Warning: Heavy spoilers for the story!
„I remember the night I became a goddess.“ (first sentence)
Synopsis: The narrator was taken five years old to a temple in Kathmandu and recognized as a goddess’s incarnation. The next couple of years, she lives as a pampered avatar in the temple, ending only as soon as her feet would touch bare ground or she would draw blood.
This is her first expose to divinity, the traditional one.
What follows is a more modern interpretation of transcendence: Returning from the temple, she has to adapt to a normal life. As a child-bride, she‘s sold to a marriage coupler from India: India 2047, a fragmented state balancing between tradition and hypermodernism.
A transhuman gene-perfected man marries her, attracted by her former state as goddess. He‘s in the body of a ten year old boy but twice the age, and cannot fulfill his desires. This ends in a catastrophe in the wedding night, and she flees to Ashok, a former wedding candidate.
Ashok has a business of producing AIs nearing human intelligence. But India is under pressure, because the US have banned AIs above a certain intelligence threshold as they fear the singularity.
His deal is to use her as a smuggler for the AIs to a safe part of India. The AIs need to be embedded into her brain, to be extracted at the target city.
Now, she’s nearly a goddess again, incorporating two different minds in one body.
What‘s her future as an AI smuggler?
Review: The first part of this India 2047 novella goes into tradition and doesn’t feel like SF. It weaves the fundament of her, exposes her character, and places hints for her future.
Best of all is the sharp contrast between tradition and modernity which is about to sweep away the old ways while retaining all of the bad parts like castes.
In India, a new caste came up with transhuman rich people looking down on the former highest caste, the Brahmin, like they look down on Pahrias, the untouchable lowest caste. Even though the rules of the caste system is weakened by the low percentage of women – due to gene-control, only a fourth of the newborns are female, and they can marry up of their caste – the system itself is even better cemented.
This is only one form of social comment which the author perfectly weaves into his story: he doesn’t place it heavy-handed but lets the reader feel it by the story’s flow.

(Stored entries)
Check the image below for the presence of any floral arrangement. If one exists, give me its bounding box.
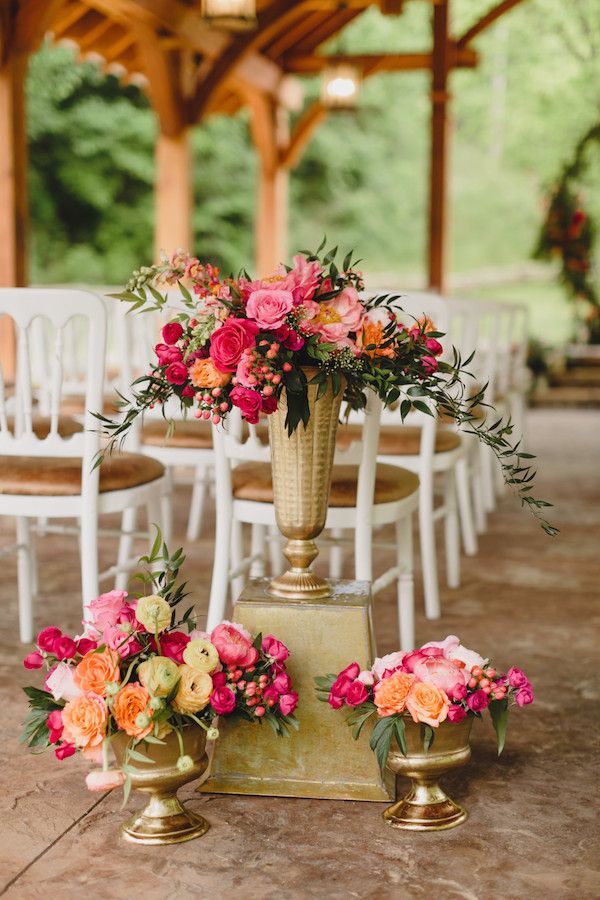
[97,245,555,534]
[22,534,298,796]
[315,635,533,769]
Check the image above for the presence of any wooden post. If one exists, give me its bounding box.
[154,128,193,260]
[428,0,450,293]
[0,52,28,378]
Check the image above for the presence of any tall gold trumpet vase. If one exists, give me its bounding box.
[383,716,473,831]
[111,725,210,844]
[269,367,344,600]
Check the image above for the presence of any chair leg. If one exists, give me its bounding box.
[250,523,266,578]
[444,471,460,588]
[186,466,206,541]
[17,516,33,644]
[454,457,477,556]
[115,506,137,591]
[329,528,344,578]
[419,485,441,619]
[396,515,415,650]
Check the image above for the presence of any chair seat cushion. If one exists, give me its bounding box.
[231,462,419,507]
[0,453,165,497]
[142,419,212,450]
[336,425,460,456]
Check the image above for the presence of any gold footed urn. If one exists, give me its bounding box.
[111,725,210,844]
[269,367,344,600]
[383,716,473,831]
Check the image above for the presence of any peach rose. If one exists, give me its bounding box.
[73,650,121,697]
[373,672,415,716]
[406,681,450,728]
[190,356,232,388]
[113,681,152,739]
[62,691,108,750]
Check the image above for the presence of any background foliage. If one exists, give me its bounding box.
[28,0,600,344]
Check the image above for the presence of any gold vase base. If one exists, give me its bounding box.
[383,794,469,831]
[121,802,210,844]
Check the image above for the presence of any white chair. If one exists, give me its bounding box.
[207,392,419,649]
[0,288,170,642]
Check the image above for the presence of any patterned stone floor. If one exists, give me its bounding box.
[0,410,600,900]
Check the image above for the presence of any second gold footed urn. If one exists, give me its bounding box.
[269,368,344,600]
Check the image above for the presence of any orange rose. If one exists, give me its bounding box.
[406,681,450,728]
[62,691,108,750]
[189,356,231,388]
[113,681,152,738]
[374,672,415,716]
[73,650,120,697]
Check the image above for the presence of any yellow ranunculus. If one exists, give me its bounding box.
[138,656,179,697]
[183,638,219,672]
[171,665,212,715]
[135,594,171,634]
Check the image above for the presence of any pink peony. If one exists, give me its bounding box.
[88,591,127,631]
[210,318,258,372]
[279,691,298,716]
[210,622,258,666]
[261,634,290,662]
[246,282,294,331]
[210,686,235,716]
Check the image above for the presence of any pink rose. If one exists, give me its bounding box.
[229,384,262,425]
[246,283,294,331]
[467,689,490,712]
[261,634,290,662]
[210,318,258,372]
[515,683,533,706]
[23,650,44,669]
[210,622,258,666]
[447,703,467,722]
[37,627,62,653]
[346,679,369,706]
[88,591,127,631]
[165,363,188,384]
[162,322,183,344]
[506,666,529,688]
[160,631,190,665]
[279,691,298,716]
[210,686,235,716]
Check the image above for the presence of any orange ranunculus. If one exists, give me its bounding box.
[73,649,120,697]
[373,672,415,716]
[190,356,231,388]
[61,691,108,750]
[406,681,450,728]
[113,681,152,738]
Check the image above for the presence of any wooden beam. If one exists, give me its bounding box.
[428,0,450,293]
[457,0,522,47]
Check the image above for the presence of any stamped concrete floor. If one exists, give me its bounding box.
[0,410,600,900]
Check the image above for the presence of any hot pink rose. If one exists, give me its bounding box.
[162,322,183,344]
[210,622,258,666]
[261,634,290,662]
[447,703,467,722]
[165,363,188,384]
[88,591,127,631]
[37,627,62,653]
[229,384,262,425]
[246,283,294,331]
[210,318,259,372]
[346,679,369,706]
[279,691,298,716]
[210,687,235,716]
[160,631,190,665]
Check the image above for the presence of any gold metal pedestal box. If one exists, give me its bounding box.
[201,578,394,801]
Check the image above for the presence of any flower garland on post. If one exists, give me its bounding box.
[534,124,600,343]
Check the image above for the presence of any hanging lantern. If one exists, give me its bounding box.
[202,0,256,31]
[321,63,360,109]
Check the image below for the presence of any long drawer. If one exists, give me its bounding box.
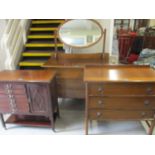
[88,96,155,110]
[88,109,155,120]
[88,83,155,96]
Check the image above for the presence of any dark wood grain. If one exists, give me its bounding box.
[84,65,155,134]
[0,70,59,130]
[0,70,55,82]
[43,53,109,99]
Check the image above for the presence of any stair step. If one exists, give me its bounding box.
[19,61,46,67]
[27,35,56,39]
[32,20,64,24]
[25,43,63,47]
[30,27,58,31]
[22,52,53,57]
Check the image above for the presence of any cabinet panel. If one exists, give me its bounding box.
[27,84,48,113]
[0,94,11,112]
[13,95,29,113]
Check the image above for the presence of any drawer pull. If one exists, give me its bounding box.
[144,100,150,105]
[141,112,146,117]
[97,87,103,92]
[146,87,152,94]
[96,112,102,117]
[98,100,103,105]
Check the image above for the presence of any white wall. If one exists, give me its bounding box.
[69,19,114,53]
[0,19,7,70]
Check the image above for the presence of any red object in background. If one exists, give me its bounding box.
[118,32,137,61]
[127,54,138,63]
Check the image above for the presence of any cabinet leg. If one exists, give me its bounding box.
[0,114,6,130]
[85,118,88,135]
[148,120,155,135]
[57,105,60,118]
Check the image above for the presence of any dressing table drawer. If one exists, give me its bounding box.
[88,83,155,96]
[88,96,155,110]
[88,109,155,120]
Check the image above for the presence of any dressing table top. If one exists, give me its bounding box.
[43,53,108,68]
[0,70,56,82]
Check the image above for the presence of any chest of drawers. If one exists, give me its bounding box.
[0,70,59,129]
[84,66,155,134]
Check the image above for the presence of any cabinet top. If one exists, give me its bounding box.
[0,70,56,83]
[84,65,155,83]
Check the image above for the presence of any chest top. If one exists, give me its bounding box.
[84,65,155,82]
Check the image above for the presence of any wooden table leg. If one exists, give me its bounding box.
[148,119,155,135]
[50,117,55,132]
[0,114,6,130]
[85,118,88,135]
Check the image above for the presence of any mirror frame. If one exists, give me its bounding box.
[57,19,104,49]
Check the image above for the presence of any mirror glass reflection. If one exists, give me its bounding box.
[58,19,102,47]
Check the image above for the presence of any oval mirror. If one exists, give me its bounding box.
[58,19,103,48]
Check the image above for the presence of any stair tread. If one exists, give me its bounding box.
[27,35,57,39]
[30,27,58,31]
[25,43,63,47]
[32,20,64,24]
[19,60,47,66]
[22,51,53,57]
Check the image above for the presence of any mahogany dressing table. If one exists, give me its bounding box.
[43,53,109,99]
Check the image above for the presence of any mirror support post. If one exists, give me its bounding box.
[102,29,106,54]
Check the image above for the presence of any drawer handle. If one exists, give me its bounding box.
[141,112,146,117]
[98,100,103,105]
[146,87,152,94]
[98,87,103,92]
[144,100,150,105]
[96,112,102,117]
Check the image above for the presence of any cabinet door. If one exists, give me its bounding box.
[27,84,48,114]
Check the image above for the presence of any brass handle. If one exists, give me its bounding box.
[144,100,150,105]
[141,112,146,117]
[97,87,103,92]
[96,112,102,117]
[146,87,153,94]
[98,100,103,105]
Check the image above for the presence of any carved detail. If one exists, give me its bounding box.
[29,84,48,112]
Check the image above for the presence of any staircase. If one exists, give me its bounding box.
[19,19,65,69]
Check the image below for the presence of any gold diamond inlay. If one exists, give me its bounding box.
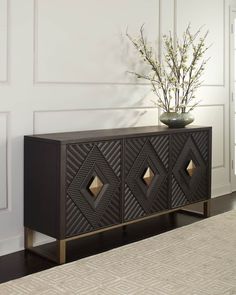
[186,160,197,177]
[143,167,155,186]
[89,176,103,198]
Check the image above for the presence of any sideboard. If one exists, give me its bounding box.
[24,126,212,263]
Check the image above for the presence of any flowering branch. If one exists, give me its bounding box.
[126,25,209,112]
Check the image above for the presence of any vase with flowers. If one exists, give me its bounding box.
[126,25,209,128]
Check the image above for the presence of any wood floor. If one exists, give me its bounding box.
[0,193,236,283]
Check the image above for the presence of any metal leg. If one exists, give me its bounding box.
[25,227,66,264]
[25,227,34,249]
[203,200,211,217]
[57,240,66,264]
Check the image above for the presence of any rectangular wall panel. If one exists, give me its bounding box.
[34,108,158,134]
[0,0,8,82]
[175,0,225,85]
[194,105,225,168]
[0,113,8,209]
[35,0,159,83]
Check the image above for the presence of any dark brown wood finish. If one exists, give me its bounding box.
[24,126,211,264]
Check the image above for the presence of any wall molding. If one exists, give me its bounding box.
[197,104,226,169]
[0,112,11,214]
[174,0,226,87]
[33,0,161,86]
[0,0,10,84]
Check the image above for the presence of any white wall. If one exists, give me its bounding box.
[0,0,235,255]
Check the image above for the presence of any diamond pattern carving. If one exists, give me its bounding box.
[67,145,120,231]
[88,175,103,198]
[143,167,155,186]
[125,139,168,215]
[186,160,197,177]
[171,134,208,207]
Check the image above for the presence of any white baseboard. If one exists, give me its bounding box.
[0,235,24,256]
[0,233,55,256]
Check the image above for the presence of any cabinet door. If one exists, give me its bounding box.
[171,130,211,208]
[124,135,169,221]
[66,140,122,237]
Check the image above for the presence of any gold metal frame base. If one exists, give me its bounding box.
[25,200,210,264]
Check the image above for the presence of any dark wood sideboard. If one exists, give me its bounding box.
[24,126,212,263]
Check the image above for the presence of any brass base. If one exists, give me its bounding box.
[25,200,210,264]
[179,200,211,218]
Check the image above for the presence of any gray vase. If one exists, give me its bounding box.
[160,112,194,128]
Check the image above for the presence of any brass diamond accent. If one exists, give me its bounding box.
[88,176,104,198]
[186,160,197,177]
[143,167,155,186]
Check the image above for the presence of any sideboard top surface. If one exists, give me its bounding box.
[25,125,212,144]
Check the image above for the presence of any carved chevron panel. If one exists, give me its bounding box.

Work order 1> Translate into French this sentence from the novella review: "Now, she’s nearly a goddess again, incorporating two different minds in one body."
Work order 2>
Using the novella review, answer these questions:
(a) In which city is the temple where the narrator is recognized as a goddess's incarnation?
(b) Which country has banned AIs above a certain intelligence threshold?
(c) Because of gene-control, what share of newborns are female?
Work order 3> Reproduce word for word the part of the novella review from "Synopsis: The narrator" up to and including "would draw blood.".

Written solution 1> Maintenant, elle est presque à nouveau une déesse, incorporant deux esprits différents dans un seul corps.

Written solution 2>
(a) Kathmandu
(b) The US
(c) Only a fourth

Written solution 3>
Synopsis: The narrator was taken five years old to a temple in Kathmandu and recognized as a goddess’s incarnation. The next couple of years, she lives as a pampered avatar in the temple, ending only as soon as her feet would touch bare ground or she would draw blood.